*Objective 1*:
In the Dana +20 Manifesto passage, how many people lived in the desert that the oil company described as empty?
*Objective 2*:
From the Dana +20 Manifesto passage, return the text starting at "The Dana +20 Manifesto is" and ending at "flora and fauna.".
*Objective 3*:
List every group that the Dana +20 Manifesto passage says drew up and endorsed the 2002 Declaration on Mobile Peoples and Conservation.

*Supplied passage*:
-=-=-

The Dana +20 Manifesto: what were its roots?



The Dana +20 Manifesto is a celebration, a reaffirmation and, in some important ways, a re-direction of the 2002 Declaration on Mobile Peoples and Conservation. This was a momentous statement which had been drawn up and endorsed by natural and social scientists, conservationists, and policymakers in the international arena of non-governmental organizations mandated with protecting the Earth’s flora and fauna.


That declaration which emerged at a meeting in Wadi Dana, Jordan in 2002 was actually the pinnacle of a twenty-year struggle on my part, and on the part of many others, to put people, mobile peoples, into the conservation equation. As early as 1982, when I was helping the government of the Sultanate of Oman to extend social, health, and education services to the mobile camel herding tribes of Oman’s central desert on the edge of the Empty Quarter (Rub’ al-Khali), I found myself constantly at odds with the national oil company exploratory teams working this desert. This land, they said, was empty, (terra nullius). The only people, one European engineer emphatically told me, emerged from nowhere to beg them for water, or leftover food to feed their camels, or worse to ask for a jerrycan of petrol, there being no petrol stations in this vast stretch of land the size of Scotland. This desert he was referring as empty was actually home to 5,000 people. The oil company was pretty much regarded as the ’government’ by these desert tribespeople in those days.


If being invisible to the oil company employees wasn’t bad enough, the Sultan had wanted to reintroduce the Arabian Oryx back into Oman after it had been hunted to near extinction in the late 1960s, by wealthy members of neighbouring states. And so, the British Advisor on the Environment to the Sultan arranged for the few remaining Oryx being looked after in several zoos around the world to be brought back. This became a flagship of the World Wildlife Fund. Experts from the International Union for the Conservation of Nature IUCN) flew over Oman’s central deserts by helicopter and determined that the best place to reintroduce these elegant mammals was around Yalooni in the Jiddat il-Harasiis. The only problem was that this territory was also the heartland of the camel-herding tribe I was working with. Initially, there was no conflict. The camel herders were delighted that the Oryx was in their midst again after nearly 20 years of absence. But with the first drought several years on, they came to realize that these conservation outfits and NGOs valued wild animals over their domestic herds of goats and camels.


Fast forward twenty years and I am based at the University of Oxford. In a research centre for the study of forced migration – and for me – forced settlement by special agreement with my director who encouraged advocacy for marginalized and discriminated peoples. Surrounded by like-minded social and natural scientists, it was inevitable that I would be supported in organizing a major conference on mobile peoples, forced settlement, and sustainable development could be organized and held under the auspices of my academic home, the Refugee Studies Centre, at the University of Oxford. That conference resulted in a book which I co-edited with Marcus Colchester – Mobile Indigenous Peoples: Conservation, Forced Settlement, and Sustainable Development. But perhaps more significant was the encouragement from all the conference participants to hold an international workshop and thrash out a declaration on the rights of mobile people in conservation, much like the Barbados declaration in the 1970s which had promoted the rights of indigenous peoples.

-=-=-

*Dataset extract*:
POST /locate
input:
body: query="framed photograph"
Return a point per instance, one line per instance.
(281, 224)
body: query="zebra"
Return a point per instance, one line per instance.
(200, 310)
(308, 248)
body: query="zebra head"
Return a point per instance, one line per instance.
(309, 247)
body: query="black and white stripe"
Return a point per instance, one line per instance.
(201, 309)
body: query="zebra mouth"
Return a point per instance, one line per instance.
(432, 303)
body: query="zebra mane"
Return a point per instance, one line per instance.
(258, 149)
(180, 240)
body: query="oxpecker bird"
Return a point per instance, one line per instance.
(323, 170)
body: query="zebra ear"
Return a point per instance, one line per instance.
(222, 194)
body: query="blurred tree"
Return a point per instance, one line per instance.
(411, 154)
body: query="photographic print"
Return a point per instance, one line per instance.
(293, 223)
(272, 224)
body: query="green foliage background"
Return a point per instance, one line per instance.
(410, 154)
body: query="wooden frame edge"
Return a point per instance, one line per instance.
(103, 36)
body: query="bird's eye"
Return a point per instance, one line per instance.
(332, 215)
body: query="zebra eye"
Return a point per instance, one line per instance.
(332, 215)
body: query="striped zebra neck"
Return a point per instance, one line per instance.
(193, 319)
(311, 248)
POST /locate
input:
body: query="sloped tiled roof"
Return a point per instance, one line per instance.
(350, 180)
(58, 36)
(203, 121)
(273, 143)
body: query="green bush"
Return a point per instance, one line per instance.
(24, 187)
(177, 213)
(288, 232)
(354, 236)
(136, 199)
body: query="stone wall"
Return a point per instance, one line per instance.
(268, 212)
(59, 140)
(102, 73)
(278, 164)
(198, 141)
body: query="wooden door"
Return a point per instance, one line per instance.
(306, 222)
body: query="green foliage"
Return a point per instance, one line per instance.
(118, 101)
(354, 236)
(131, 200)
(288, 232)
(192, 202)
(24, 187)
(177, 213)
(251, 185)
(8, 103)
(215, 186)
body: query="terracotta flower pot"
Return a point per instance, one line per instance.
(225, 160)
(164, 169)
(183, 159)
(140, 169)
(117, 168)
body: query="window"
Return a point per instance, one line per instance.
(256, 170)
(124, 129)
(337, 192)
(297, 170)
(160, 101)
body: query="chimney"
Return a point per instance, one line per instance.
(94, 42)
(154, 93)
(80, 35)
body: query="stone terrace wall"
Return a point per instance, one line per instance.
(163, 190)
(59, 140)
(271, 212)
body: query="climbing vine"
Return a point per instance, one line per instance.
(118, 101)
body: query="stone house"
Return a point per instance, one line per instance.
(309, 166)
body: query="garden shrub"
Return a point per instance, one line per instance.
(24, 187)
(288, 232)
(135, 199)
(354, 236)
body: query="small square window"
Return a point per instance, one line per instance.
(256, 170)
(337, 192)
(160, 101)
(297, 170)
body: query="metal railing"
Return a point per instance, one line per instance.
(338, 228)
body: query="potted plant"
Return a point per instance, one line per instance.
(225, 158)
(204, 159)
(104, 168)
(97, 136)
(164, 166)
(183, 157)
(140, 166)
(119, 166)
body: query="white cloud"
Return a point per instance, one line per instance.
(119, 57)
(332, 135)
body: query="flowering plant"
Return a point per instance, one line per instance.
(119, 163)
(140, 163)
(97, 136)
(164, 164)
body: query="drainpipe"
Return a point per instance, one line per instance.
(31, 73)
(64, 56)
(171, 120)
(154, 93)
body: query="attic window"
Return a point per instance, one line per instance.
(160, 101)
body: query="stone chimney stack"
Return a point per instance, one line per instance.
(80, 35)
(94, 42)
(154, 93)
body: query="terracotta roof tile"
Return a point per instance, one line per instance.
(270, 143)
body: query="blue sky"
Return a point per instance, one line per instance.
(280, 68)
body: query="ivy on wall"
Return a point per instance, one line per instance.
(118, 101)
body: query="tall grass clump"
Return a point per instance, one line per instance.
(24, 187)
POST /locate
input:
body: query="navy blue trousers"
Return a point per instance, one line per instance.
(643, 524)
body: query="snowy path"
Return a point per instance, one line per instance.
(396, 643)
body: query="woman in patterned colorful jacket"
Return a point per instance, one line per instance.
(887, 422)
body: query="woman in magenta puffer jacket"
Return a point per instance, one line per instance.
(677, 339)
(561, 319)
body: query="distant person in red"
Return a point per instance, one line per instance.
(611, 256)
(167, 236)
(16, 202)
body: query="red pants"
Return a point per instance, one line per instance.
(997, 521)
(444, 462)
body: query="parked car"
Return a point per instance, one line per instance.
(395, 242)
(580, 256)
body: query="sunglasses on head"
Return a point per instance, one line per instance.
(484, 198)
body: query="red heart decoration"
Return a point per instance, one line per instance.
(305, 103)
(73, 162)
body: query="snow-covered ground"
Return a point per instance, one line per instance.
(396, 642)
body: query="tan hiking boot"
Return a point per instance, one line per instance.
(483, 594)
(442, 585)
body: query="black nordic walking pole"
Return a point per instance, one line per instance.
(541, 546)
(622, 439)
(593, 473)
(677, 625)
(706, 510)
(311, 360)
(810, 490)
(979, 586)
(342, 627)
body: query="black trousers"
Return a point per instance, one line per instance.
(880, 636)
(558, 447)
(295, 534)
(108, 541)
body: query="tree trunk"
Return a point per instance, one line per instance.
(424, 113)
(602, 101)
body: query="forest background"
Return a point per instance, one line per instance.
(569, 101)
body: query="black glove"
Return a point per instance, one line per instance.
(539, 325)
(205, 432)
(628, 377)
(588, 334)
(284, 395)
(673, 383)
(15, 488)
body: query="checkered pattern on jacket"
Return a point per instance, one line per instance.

-=-=-

*Task solution 1*:
5,000 people.

*Task solution 2*:
The Dana +20 Manifesto is a celebration, a reaffirmation and, in some important ways, a re-direction of the 2002 Declaration on Mobile Peoples and Conservation. This was a momentous statement which had been drawn up and endorsed by natural and social scientists, conservationists, and policymakers in the international arena of non-governmental organizations mandated with protecting the Earth’s flora and fauna.

*Task solution 3*:
- Natural scientists
- Social scientists
- Conservationists
- Policymakers